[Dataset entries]
((
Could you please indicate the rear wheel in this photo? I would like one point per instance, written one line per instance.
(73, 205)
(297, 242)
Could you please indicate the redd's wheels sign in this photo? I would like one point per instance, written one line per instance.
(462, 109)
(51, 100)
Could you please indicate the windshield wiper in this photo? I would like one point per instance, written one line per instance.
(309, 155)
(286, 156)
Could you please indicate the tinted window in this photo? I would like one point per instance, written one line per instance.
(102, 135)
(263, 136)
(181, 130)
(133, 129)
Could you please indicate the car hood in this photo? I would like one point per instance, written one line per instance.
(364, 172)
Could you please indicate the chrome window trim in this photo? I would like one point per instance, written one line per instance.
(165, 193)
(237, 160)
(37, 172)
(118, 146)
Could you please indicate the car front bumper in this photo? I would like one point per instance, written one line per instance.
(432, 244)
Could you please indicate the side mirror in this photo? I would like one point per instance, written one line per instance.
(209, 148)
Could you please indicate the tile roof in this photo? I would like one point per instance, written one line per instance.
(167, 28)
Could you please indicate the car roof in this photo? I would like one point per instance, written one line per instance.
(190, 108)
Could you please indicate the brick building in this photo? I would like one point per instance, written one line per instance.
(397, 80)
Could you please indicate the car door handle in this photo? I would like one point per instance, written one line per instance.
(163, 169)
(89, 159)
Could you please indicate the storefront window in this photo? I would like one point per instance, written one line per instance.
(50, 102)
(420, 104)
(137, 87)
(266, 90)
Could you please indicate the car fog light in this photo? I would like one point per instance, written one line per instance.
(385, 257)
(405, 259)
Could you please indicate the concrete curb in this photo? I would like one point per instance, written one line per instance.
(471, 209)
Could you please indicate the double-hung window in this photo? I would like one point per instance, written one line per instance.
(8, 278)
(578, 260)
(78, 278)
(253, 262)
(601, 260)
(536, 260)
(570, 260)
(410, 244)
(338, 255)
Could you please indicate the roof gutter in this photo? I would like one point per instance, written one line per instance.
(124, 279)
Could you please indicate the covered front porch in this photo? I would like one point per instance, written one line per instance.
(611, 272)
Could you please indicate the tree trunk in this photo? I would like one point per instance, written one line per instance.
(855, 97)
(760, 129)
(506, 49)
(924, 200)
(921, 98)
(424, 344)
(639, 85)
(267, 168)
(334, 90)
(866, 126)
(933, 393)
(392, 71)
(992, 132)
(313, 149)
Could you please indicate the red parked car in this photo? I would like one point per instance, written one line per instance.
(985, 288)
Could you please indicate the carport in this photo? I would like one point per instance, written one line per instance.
))
__WHAT IS REQUIRED__
Copy out every record above once more, precisely as written.

__OUTPUT__
Could you please indicate the rear wheel in this photo? I would like one point per instance, written one line per instance.
(73, 205)
(297, 242)
Could you please indicate the redd's wheels sign in this photo? I would like one point per instance, written one line per instance.
(462, 109)
(51, 100)
Could you please indicate the windshield wiper in this photo? I would like one point per instance, written one line per instance.
(309, 155)
(286, 156)
Could you please indicate the tinted window in this photo? I would like one point per instance, written one line per instance.
(102, 135)
(263, 136)
(181, 130)
(133, 129)
Could you please indicate the car hood in this photo? I would like one point per instance, written one line per instance.
(364, 172)
Could you please indicate the chrome window trim in this photo? I would like one point per instance, written one line per instance.
(165, 193)
(237, 160)
(37, 172)
(118, 146)
Could you please indicate the car front bumper in this photo? I would like one point per instance, written one line per instance.
(432, 244)
Could you please indicate the side mirror in this photo? I would like one point per instance, written one line per instance.
(209, 148)
Could you please indicate the tile roof in this photo? I would like one point per instance, written one line per instance.
(167, 28)
Could you please indicate the car roof in this photo? I would like one point per instance, written one line per instance.
(190, 108)
Could you please indicate the brick building in this photo? I would like one point per instance, written one line per instance.
(397, 80)
Could you please indicate the car door handle in this photo? I would like one point per instance, written one line per instance.
(163, 169)
(89, 159)
Could you please indicate the storefront window in this photo? I would like one point per instance, written one line per instance.
(50, 102)
(420, 104)
(137, 87)
(266, 90)
Could you please indicate the car fog light in this photo? I would like one point per instance, written one line per instance.
(385, 257)
(405, 259)
Could you please indicate the concrete curb in this photo? I would like one point per instance, written one line per instance.
(471, 209)
Could you please indicate the double-hung window in this photo? I would like one point per instance, written one line per instance.
(8, 278)
(578, 260)
(78, 278)
(253, 262)
(601, 260)
(536, 260)
(570, 260)
(410, 244)
(338, 255)
Could you please indicate the roof gutter in this photo? I would like one point per instance, written one line per instance.
(124, 279)
Could you please indicate the covered front porch in this photo? I would like one point per instance, written one line per instance.
(611, 272)
Could you please indicate the tree trunk in this photo? I would like one point per instance, written one line per instance.
(855, 97)
(760, 129)
(506, 49)
(924, 200)
(921, 98)
(424, 344)
(639, 85)
(267, 168)
(334, 90)
(866, 126)
(933, 393)
(392, 71)
(992, 132)
(313, 149)
Could you please indicate the red parked car in this photo? I would like one point per instance, written one line per instance.
(985, 288)
Could you please indicate the carport in this photo? I would like one point per instance, written one line per instance.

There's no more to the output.